**TEXT SHOWN:**
Blue & Lonesome is the 23rd British and 25th American studio album by the English rock band the Rolling Stones released on 2 December 2016. It is the band's first album to feature only cover songs, and their first studio release since 2005's A Bigger Bang, with its eleven-year gap being the longest between two albums from the band. Despite the short running of approximately 43 minutes, the album was released as a double LP. "Just Your Fool", a Buddy Johnson cover (though the Rolling Stones version is based on Little Walter's arrangement) was released as the first single from the album on 6 October. The name of the album is from a song which Little Walter wrote, "Blue and Lonesome".

Despite an 11-year gap between albums, the Rolling Stones kept the same basic production and musician team as A Bigger Bang. Joining vocalist Mick Jagger and guitarist Keith Richards as producers was Don Was, who had been working with the group for most of the prior two decades. In the studio were band members Ronnie Wood (guitar) and Charlie Watts (drums), alongside contract players Darryl Jones (bass), Chuck Leavell (keyboards) and Matt Clifford (multi-instrumentalist). Eric Clapton played guitar on two tracks and drummer Jim Keltner plays percussion on another.

The album was recorded during three sessions in December 2015 and sold well after its release a year later. It reached number one on the album charts in the UK and over a dozen other countries, and number four in the US. It was certified gold or platinum in several countries. The first Stones album of the streaming media age, many of the songs from the album charted on several top-40 digital music charts, and the lead single "Just Your Fool" was a top-40 hit on several airplay and genre-specific charts. The album received four- and five-star ratings from many music journalists, and accolades from jazz and blues publications. It was awarded the Grammy Award for Best Traditional Blues Album in 2018, the band's first Grammy in 23 years.

**EXERCISES:**
[a] For each statement below, decide whether it agrees with the text about the album Blue & Lonesome. Answer yes or no and quote the words from that text that settle it. (i) The album was recorded during three sessions in December 2015. (ii) Eric Clapton played drums on two tracks. (iii) The album reached number one in the US.
[b] Carry the text about the album Blue & Lonesome forward with the next part, picking up after its final sentence.

**RECORD EXCERPTS:**
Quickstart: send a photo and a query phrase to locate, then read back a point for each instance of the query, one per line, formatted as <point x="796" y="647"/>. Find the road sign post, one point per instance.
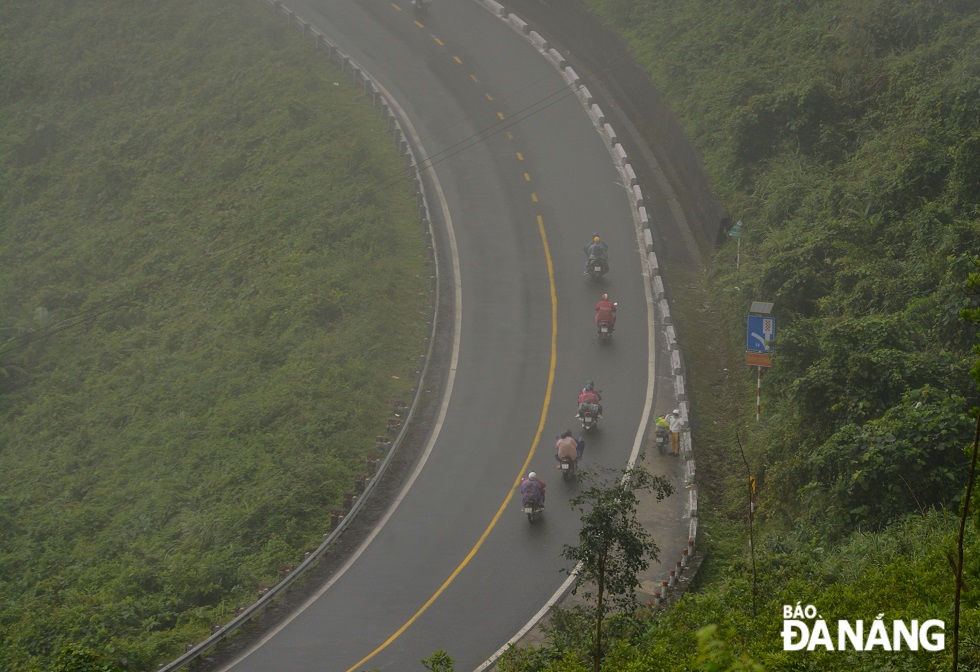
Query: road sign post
<point x="760" y="335"/>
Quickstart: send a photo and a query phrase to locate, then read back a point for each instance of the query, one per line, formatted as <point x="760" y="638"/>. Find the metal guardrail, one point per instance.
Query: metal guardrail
<point x="389" y="111"/>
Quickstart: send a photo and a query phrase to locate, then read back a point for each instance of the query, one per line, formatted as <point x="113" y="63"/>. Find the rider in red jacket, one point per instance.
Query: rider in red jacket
<point x="588" y="395"/>
<point x="605" y="310"/>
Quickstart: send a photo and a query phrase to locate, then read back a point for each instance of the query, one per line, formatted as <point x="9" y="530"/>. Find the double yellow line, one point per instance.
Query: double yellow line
<point x="527" y="461"/>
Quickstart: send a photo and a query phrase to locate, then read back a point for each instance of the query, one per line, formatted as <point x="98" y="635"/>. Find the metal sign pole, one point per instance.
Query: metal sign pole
<point x="758" y="395"/>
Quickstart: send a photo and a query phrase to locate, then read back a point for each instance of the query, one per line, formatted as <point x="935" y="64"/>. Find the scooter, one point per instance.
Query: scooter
<point x="662" y="439"/>
<point x="589" y="415"/>
<point x="533" y="508"/>
<point x="606" y="327"/>
<point x="568" y="467"/>
<point x="597" y="267"/>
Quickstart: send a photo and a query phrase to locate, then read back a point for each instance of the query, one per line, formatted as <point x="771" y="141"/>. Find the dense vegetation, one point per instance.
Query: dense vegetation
<point x="845" y="135"/>
<point x="206" y="237"/>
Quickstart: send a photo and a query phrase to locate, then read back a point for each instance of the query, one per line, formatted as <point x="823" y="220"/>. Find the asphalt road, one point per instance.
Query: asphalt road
<point x="525" y="180"/>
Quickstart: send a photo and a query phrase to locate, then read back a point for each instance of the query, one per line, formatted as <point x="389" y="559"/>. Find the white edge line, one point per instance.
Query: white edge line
<point x="640" y="432"/>
<point x="457" y="323"/>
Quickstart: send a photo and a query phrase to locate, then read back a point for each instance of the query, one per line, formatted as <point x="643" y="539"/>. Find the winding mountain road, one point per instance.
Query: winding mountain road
<point x="523" y="181"/>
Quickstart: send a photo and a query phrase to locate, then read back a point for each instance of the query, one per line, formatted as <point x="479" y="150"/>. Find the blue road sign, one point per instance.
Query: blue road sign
<point x="761" y="332"/>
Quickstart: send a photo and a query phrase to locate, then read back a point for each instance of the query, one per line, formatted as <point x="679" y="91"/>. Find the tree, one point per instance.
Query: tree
<point x="971" y="314"/>
<point x="440" y="661"/>
<point x="77" y="658"/>
<point x="613" y="546"/>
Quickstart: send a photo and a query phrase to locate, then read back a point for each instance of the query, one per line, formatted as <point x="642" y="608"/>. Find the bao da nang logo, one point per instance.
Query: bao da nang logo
<point x="805" y="629"/>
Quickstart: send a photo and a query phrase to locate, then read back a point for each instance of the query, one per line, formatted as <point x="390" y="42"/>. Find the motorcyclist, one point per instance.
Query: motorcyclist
<point x="663" y="429"/>
<point x="605" y="310"/>
<point x="588" y="395"/>
<point x="532" y="490"/>
<point x="567" y="447"/>
<point x="595" y="251"/>
<point x="676" y="424"/>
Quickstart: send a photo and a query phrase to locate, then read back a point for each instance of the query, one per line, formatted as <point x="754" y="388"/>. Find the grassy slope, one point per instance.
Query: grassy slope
<point x="237" y="207"/>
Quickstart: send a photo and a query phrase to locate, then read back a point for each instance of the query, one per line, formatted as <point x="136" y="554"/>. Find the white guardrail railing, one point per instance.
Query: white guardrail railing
<point x="391" y="114"/>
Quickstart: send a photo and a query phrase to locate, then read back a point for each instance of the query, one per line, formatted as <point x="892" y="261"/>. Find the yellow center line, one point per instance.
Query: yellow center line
<point x="520" y="475"/>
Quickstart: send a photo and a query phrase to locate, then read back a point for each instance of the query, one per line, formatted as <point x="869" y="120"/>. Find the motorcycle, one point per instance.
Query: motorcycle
<point x="533" y="508"/>
<point x="568" y="467"/>
<point x="597" y="267"/>
<point x="606" y="327"/>
<point x="662" y="439"/>
<point x="589" y="415"/>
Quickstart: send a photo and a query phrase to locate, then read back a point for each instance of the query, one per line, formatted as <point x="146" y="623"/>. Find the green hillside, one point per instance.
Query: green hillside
<point x="846" y="138"/>
<point x="212" y="282"/>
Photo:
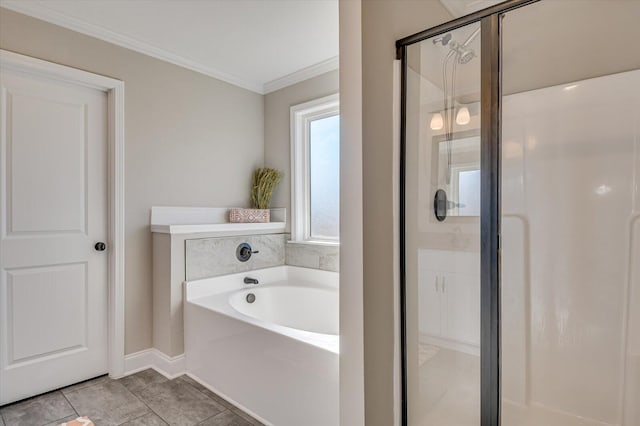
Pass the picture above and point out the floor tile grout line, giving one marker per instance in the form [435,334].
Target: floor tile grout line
[147,405]
[70,405]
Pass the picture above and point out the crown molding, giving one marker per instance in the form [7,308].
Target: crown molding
[301,75]
[45,14]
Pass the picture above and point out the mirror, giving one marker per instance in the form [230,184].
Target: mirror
[458,172]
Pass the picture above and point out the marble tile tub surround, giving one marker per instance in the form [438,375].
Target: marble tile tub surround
[211,257]
[316,256]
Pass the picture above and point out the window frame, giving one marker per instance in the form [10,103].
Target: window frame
[301,116]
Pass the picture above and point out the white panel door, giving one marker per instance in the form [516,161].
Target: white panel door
[53,210]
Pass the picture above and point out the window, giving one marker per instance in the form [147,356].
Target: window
[315,166]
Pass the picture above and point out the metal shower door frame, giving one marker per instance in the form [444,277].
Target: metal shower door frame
[490,203]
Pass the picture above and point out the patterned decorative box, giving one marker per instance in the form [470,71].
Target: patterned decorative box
[237,215]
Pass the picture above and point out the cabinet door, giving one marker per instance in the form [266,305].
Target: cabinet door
[462,300]
[429,303]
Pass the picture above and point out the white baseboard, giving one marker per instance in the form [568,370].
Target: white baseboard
[170,367]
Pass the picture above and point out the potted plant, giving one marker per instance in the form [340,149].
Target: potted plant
[263,183]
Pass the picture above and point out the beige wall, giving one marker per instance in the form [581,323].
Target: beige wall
[190,140]
[276,128]
[351,283]
[383,22]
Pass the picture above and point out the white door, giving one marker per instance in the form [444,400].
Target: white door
[53,211]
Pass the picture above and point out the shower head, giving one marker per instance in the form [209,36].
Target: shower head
[465,55]
[445,39]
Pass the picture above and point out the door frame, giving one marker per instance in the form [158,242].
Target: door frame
[490,210]
[115,184]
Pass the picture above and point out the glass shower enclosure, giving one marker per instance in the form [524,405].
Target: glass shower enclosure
[520,217]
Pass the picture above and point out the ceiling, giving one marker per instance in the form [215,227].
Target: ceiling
[261,45]
[460,8]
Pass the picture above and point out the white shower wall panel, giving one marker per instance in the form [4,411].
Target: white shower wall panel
[570,201]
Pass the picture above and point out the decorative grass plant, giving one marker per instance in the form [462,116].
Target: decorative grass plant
[263,183]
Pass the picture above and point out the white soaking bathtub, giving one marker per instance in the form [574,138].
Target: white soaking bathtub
[277,357]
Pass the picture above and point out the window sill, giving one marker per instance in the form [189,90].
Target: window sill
[315,243]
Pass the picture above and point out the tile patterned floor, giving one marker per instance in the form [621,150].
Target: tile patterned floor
[143,399]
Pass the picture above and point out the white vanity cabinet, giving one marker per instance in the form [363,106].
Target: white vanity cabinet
[449,299]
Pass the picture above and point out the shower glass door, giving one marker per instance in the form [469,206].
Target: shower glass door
[442,229]
[571,214]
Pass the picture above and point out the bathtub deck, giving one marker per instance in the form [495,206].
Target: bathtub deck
[144,398]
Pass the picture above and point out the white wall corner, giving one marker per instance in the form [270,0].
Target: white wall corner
[315,70]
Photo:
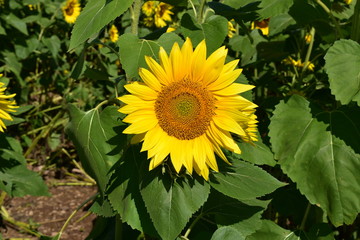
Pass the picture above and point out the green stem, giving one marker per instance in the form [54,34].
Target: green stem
[336,23]
[306,214]
[73,214]
[201,11]
[355,31]
[118,228]
[136,9]
[191,226]
[308,53]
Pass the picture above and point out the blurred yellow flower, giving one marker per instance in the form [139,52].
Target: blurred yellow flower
[6,106]
[231,29]
[113,33]
[298,63]
[187,107]
[71,10]
[148,8]
[263,25]
[157,13]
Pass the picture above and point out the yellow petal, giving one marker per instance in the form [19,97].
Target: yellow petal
[177,62]
[187,52]
[198,62]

**THE REPLIES:**
[a]
(i) Yes: "The album was recorded during three sessions in December 2015"
(ii) No: "Eric Clapton played guitar on two tracks"
(iii) No: "and number four in the US"

[b]
It was the final studio album to be released before the death of drummer Charlie Watts in 2021.

Background
Blue & Lonesome was recorded in just three days in December 2015. In April 2016, at the launch of the Rolling Stones career retrospective Exhibitionism, the band confirmed that their new album was due to be released "some time in the autumn". Richards said the album would feature "a lot of Chicago blues". Eric Clapton plays guitar on two tracks; he was recording his own album I Still Do in the same studio as the Stones were and was asked to play on a few tracks. The album is entirely blues-based, consisting of covers of artists such as Howlin' Wolf and Little Walter.

It is the first album since Dirty Work (1986) to not feature any guitar playing from Jagger (who instead concentrates completely on vocals and harmonica), although he is pictured in the album's booklet playing guitar during the album's sessions. It is also the first album since It's Only Rock 'n Roll (1974) to not feature a lead vocal from Richards. Likewise, it is also the first album since Dirty Work to release a lead single that was not a Jagger/Richards composition with "Just Your Fool".

Promotion
On 6 October 2016, the Rolling Stones changed their tongue and lips logo, which first appeared on their Sticky Fingers album, from red to blue.

On 8 November 2016, the Rolling Stones released a video for "Hate to See You Go".

On 25 November 2016, the Stones released a one-track limited edition electric blue 10" vinyl record of "Ride 'Em on Down" (on the UMC label) on the occasion of the Record Store Day Black Friday 2016. The track is a cover of Eddie Taylor's "Ride 'Em on Down" originally recorded by Taylor in Chicago on 5 December 1955 for the Vee-Jay Label (and released as VJ 185).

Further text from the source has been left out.